■ Records ■
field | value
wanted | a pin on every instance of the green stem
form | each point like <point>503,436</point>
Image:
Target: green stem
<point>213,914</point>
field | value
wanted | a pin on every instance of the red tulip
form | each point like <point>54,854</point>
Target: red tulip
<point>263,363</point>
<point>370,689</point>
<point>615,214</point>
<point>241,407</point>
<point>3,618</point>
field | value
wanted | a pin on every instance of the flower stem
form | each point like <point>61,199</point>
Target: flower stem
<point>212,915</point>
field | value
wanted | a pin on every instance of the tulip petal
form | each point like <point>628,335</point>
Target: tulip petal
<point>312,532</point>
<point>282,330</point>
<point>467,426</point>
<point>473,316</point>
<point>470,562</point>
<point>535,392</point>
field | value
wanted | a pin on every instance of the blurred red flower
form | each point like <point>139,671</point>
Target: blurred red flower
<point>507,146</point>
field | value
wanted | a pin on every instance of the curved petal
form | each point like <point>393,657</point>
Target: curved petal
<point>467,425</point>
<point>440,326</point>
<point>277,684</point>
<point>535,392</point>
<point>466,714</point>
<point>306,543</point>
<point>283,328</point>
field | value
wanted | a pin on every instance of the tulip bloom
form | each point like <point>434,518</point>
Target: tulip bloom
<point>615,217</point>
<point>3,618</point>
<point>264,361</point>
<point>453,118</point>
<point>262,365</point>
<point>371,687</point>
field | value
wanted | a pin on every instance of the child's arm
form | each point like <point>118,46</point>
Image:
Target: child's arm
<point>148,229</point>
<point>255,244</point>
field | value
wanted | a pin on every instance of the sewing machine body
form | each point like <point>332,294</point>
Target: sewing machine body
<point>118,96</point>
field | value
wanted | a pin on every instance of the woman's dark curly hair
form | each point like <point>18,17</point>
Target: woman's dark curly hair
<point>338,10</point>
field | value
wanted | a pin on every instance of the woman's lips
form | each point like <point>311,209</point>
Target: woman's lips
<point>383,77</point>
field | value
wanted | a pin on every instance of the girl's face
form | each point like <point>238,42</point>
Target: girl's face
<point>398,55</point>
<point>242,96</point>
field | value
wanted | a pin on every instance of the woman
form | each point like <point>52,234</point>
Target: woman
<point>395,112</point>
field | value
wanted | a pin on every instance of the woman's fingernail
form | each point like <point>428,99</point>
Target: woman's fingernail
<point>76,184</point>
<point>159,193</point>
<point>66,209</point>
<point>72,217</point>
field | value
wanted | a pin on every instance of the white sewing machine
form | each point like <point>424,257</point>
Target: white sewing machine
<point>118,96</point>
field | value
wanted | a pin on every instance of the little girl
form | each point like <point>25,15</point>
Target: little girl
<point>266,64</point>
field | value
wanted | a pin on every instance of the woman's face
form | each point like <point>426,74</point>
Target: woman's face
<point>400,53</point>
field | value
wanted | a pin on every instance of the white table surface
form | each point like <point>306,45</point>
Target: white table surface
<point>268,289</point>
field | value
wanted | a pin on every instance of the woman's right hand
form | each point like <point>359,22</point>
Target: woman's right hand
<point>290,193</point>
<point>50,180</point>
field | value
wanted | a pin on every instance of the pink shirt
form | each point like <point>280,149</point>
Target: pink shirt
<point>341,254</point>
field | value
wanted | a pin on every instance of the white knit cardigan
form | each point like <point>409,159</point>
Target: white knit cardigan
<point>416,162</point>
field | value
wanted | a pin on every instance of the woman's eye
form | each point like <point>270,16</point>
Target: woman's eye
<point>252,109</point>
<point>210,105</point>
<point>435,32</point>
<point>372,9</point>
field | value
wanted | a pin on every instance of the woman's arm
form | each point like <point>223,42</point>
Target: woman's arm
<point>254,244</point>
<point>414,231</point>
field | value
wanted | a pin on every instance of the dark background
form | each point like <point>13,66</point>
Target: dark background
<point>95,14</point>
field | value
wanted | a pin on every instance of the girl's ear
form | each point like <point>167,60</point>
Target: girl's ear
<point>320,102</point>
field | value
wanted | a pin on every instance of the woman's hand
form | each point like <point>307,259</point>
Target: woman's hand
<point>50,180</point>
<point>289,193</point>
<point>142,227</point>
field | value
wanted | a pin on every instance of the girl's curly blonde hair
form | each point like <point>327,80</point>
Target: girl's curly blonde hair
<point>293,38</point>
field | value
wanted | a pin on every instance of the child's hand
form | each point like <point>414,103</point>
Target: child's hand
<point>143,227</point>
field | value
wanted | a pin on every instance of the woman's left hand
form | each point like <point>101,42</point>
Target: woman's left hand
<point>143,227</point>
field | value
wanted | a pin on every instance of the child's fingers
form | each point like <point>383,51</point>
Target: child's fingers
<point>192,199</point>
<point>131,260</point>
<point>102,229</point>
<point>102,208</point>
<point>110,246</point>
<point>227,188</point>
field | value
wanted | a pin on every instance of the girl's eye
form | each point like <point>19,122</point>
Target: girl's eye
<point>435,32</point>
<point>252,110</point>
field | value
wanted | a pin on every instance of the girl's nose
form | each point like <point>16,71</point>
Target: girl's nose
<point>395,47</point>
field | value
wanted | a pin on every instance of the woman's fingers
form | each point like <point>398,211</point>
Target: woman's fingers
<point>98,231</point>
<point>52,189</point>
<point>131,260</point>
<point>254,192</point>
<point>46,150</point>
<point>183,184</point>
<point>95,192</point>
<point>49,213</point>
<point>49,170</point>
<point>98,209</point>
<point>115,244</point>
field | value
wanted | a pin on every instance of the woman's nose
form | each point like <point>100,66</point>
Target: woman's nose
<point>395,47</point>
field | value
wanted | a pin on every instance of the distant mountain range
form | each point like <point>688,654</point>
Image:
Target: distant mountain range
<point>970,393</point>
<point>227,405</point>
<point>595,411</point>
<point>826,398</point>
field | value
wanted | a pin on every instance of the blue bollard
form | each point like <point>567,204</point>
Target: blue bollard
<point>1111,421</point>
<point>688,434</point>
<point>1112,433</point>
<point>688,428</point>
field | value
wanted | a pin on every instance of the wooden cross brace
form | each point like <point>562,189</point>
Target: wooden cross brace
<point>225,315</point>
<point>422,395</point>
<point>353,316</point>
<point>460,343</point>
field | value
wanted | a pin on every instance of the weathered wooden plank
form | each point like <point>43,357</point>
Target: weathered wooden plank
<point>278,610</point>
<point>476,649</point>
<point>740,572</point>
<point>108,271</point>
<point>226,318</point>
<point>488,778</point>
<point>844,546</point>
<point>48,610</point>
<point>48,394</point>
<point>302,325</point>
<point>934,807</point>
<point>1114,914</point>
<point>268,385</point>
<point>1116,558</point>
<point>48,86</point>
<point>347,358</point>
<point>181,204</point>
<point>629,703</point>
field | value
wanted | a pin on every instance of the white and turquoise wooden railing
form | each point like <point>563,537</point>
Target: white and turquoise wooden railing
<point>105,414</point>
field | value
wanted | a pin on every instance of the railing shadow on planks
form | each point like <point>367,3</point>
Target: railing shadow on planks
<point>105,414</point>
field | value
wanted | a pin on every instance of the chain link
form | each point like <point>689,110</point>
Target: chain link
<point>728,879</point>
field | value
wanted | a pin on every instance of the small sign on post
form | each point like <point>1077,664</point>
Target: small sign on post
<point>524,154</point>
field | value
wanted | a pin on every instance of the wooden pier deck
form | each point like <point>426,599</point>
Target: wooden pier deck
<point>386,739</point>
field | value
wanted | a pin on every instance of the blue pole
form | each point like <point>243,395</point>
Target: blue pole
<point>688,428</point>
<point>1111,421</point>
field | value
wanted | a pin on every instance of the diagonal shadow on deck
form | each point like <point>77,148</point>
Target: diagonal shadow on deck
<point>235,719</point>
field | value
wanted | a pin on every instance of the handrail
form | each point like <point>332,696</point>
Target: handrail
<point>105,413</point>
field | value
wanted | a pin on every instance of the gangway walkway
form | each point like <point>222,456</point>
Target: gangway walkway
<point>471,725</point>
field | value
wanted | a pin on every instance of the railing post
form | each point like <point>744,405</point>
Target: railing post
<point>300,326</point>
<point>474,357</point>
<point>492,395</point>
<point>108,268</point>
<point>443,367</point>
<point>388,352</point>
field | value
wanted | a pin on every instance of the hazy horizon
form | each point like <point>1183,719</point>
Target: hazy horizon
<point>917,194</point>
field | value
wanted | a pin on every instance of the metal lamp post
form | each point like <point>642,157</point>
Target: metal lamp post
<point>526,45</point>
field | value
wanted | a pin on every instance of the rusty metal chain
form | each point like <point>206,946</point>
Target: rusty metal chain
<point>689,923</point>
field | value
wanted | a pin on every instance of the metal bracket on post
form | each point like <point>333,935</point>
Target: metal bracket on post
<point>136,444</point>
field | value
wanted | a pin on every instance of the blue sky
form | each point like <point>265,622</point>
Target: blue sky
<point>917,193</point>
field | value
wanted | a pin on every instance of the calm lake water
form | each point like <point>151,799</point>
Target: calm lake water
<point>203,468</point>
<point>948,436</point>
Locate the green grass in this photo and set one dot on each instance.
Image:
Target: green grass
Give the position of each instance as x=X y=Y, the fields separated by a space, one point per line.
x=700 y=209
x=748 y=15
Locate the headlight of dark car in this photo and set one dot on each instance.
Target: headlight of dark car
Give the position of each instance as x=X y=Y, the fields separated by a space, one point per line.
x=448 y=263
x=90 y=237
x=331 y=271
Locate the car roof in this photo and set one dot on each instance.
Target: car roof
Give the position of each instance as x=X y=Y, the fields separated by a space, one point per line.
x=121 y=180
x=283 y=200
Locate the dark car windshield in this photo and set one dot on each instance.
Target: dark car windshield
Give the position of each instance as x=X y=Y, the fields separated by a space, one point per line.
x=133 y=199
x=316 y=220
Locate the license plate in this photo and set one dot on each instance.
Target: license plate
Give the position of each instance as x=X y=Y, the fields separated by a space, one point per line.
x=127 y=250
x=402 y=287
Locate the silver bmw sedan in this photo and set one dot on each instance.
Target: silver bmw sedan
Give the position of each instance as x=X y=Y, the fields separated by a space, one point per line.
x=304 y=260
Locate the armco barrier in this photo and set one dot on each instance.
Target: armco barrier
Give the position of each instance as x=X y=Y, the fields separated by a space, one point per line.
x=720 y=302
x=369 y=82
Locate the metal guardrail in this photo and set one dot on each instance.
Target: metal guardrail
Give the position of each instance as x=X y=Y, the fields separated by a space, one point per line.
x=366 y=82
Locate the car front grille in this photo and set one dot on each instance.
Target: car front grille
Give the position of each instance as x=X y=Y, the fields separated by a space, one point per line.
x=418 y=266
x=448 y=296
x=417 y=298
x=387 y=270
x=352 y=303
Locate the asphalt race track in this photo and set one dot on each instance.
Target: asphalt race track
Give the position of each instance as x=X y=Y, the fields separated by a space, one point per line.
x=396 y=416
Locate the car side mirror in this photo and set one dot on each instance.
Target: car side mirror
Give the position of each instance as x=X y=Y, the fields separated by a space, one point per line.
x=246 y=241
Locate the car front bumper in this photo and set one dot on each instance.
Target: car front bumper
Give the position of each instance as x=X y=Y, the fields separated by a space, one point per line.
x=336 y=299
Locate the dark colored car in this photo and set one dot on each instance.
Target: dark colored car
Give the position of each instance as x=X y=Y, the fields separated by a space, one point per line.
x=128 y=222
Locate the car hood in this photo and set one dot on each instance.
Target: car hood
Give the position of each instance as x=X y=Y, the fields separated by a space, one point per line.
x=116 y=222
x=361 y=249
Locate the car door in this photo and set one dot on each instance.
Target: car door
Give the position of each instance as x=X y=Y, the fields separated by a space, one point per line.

■ Aim ■
Reproduce exactly the lines from the one with "Locate the dark colored" through the end of the entries above, both ends included.

■ Worked answer ■
Locate the dark colored car in this photo and set one dot on each instance.
Target: dark colored car
Give the position of each instance as x=X y=Y, the fields separated by a space, one point per line.
x=128 y=222
Locate the car hood in this photo and set one dot on each instance.
Target: car hood
Give the position of each instance as x=X y=Y, the fields separated by a space, one point per line.
x=116 y=222
x=361 y=249
Locate the car door in this photo and set one dot on each instance.
Target: car door
Give the position of each instance as x=X y=Y, the fields separated by a space, one point per line.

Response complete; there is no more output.